** START Selected excerpt **
Redirections in HTTP

URL redirection, also known as URL forwarding, is a technique to give more than one URL address to a page, a form, a whole website, or a web application. HTTP has a special kind of response, called a HTTP redirect, for this operation.

Redirects accomplish numerous goals:

  • Temporary redirects during site maintenance or downtime
  • Permanent redirects to preserve existing links/bookmarks after changing the site's URLs, progress pages when uploading a file, etc.


In HTTP, redirection is triggered by a server sending a special redirect response to a request. Redirect responses have status codes that start with 3, and a Location header holding the URL to redirect to.

When browsers receive a redirect, they immediately load the new URL provided in the Location header. Besides the small performance hit of an additional round-trip, users rarely notice the redirection.

A request made from client to server. The server responds with "301:moved permanently" and the new URL for the resource. The client makes a GET request for the new URL which is returned by the server, with a 200 OK response.
** END Selected excerpt **
** START Excerpted records **
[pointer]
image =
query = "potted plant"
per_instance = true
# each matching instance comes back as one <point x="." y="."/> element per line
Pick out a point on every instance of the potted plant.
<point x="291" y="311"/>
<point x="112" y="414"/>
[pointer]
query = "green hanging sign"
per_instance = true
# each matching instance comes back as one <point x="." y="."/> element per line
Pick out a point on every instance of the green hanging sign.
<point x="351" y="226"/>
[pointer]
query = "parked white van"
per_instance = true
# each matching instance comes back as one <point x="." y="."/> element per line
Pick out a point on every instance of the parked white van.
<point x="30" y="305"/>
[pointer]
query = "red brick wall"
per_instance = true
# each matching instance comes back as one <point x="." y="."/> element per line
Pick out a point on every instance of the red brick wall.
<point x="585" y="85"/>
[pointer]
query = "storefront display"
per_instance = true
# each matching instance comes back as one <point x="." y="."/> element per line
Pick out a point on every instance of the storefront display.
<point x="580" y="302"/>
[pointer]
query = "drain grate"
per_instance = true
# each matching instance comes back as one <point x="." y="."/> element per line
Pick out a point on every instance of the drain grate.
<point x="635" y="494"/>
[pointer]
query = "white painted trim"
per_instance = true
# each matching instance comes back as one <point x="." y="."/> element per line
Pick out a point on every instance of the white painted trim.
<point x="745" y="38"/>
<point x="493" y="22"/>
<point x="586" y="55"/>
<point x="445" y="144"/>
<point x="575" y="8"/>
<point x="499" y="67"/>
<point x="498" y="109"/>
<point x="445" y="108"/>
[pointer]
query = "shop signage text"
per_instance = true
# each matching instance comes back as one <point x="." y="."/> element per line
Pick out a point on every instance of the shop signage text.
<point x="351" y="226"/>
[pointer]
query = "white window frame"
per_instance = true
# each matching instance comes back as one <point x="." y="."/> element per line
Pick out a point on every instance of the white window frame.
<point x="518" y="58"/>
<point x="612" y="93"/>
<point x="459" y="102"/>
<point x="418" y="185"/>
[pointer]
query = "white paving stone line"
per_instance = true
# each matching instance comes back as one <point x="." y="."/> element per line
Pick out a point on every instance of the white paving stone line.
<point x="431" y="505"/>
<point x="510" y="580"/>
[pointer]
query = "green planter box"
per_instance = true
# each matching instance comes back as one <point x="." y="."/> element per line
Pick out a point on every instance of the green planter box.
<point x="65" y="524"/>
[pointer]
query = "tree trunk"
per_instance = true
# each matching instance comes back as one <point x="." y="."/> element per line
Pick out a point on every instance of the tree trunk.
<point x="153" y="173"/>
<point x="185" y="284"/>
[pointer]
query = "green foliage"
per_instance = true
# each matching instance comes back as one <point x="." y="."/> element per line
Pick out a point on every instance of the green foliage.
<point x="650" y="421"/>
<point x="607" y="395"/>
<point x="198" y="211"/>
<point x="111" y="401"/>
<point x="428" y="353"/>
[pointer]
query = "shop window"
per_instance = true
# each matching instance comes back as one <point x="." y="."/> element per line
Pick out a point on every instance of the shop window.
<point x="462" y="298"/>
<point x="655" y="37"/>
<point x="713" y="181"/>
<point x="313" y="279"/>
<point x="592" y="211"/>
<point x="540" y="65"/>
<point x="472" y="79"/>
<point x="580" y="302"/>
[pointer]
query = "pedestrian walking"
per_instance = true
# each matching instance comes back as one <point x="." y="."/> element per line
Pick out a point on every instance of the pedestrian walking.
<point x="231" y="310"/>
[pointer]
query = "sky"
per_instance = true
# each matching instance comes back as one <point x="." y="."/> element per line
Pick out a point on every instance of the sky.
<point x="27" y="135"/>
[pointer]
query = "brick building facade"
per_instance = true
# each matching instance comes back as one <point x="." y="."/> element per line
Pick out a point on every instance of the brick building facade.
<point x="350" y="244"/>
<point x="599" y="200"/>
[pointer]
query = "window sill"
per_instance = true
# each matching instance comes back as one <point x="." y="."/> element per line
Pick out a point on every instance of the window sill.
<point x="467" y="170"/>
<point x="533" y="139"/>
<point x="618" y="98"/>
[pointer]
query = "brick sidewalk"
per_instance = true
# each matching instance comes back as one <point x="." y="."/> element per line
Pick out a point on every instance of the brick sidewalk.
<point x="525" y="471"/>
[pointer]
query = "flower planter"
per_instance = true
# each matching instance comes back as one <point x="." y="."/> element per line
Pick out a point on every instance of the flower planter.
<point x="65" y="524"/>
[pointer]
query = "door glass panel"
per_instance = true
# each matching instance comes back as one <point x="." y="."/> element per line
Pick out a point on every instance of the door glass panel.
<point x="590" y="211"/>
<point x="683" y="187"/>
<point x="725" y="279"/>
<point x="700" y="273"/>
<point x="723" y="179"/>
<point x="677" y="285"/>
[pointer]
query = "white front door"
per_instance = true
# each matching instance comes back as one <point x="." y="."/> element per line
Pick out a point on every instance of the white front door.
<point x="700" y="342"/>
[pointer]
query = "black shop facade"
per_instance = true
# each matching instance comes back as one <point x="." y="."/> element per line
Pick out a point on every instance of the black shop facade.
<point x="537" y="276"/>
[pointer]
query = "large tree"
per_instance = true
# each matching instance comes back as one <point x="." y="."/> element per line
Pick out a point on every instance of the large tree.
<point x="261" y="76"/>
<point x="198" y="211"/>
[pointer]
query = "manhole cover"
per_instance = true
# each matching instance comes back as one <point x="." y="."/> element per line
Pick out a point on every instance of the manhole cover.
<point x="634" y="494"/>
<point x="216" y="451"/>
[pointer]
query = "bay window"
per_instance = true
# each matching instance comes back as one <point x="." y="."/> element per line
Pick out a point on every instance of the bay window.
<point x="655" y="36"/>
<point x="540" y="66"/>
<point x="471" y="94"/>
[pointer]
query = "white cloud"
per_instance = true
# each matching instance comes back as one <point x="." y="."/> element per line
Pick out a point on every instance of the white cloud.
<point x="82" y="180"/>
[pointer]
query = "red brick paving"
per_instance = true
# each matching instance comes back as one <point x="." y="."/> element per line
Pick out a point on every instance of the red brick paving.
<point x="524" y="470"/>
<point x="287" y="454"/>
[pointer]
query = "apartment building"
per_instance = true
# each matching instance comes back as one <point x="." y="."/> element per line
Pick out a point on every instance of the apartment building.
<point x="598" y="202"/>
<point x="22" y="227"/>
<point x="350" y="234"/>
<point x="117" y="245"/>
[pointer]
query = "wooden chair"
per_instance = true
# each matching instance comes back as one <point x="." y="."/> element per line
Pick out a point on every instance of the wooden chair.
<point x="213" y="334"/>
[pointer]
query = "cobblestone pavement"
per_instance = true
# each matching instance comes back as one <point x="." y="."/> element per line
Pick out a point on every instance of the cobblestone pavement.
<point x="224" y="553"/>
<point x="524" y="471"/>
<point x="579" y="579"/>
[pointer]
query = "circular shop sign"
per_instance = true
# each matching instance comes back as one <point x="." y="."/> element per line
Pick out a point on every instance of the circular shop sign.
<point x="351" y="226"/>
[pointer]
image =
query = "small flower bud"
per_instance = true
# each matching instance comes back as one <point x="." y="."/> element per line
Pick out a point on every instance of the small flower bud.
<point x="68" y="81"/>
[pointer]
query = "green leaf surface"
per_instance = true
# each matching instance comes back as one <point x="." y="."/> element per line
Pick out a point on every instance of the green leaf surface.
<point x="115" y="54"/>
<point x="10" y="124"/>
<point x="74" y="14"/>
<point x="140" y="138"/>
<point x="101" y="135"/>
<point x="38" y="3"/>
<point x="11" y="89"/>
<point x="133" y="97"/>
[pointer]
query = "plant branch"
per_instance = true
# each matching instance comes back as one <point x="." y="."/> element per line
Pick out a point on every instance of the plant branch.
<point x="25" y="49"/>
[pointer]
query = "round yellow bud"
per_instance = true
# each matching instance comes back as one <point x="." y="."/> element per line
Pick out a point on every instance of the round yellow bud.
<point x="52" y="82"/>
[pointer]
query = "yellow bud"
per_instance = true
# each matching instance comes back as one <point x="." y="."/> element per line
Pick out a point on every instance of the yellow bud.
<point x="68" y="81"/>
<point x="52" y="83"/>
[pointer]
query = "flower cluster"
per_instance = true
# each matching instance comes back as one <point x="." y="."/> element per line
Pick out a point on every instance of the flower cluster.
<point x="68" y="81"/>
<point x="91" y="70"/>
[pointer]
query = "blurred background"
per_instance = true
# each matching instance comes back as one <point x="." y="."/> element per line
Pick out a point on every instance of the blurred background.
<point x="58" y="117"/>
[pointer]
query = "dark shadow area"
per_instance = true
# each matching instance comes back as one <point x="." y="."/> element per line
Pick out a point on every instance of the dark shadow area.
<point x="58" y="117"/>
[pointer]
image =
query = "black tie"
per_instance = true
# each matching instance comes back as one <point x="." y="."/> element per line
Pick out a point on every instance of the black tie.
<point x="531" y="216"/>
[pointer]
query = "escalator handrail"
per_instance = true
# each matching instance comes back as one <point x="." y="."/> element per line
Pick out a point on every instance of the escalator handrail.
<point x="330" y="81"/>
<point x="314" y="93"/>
** END Excerpted records **
Goals
A. In the text on HTTP redirections, what number do redirect status codes start with?
B. Write the next part of the text on HTTP redirections, picking up after its last sentence.

Written responses
A. They start with 3.

B.
There are several types of redirects, sorted into three categories:

  1. Permanent redirections
  2. Temporary redirections
  3. Special redirections

Permanent redirections

These redirections are meant to last forever. They imply that the original URL should no longer be used, and replaced with the new one. Search engine robots, RSS readers, and other crawlers will update the original URL for the resource.

Code Text Method handling Typical use case
301 Moved Permanently GET methods unchanged. Others may or may not be changed to GET. [1] Reorganization of a website.
308 Permanent Redirect Method and body not changed. Reorganization of a website, with non-GET links/operations.

[1] The specification did not intend to allow method changes, but there are existing user agents that do change their method. 308 was created to remove the ambiguity of the behavior when using non-GET methods.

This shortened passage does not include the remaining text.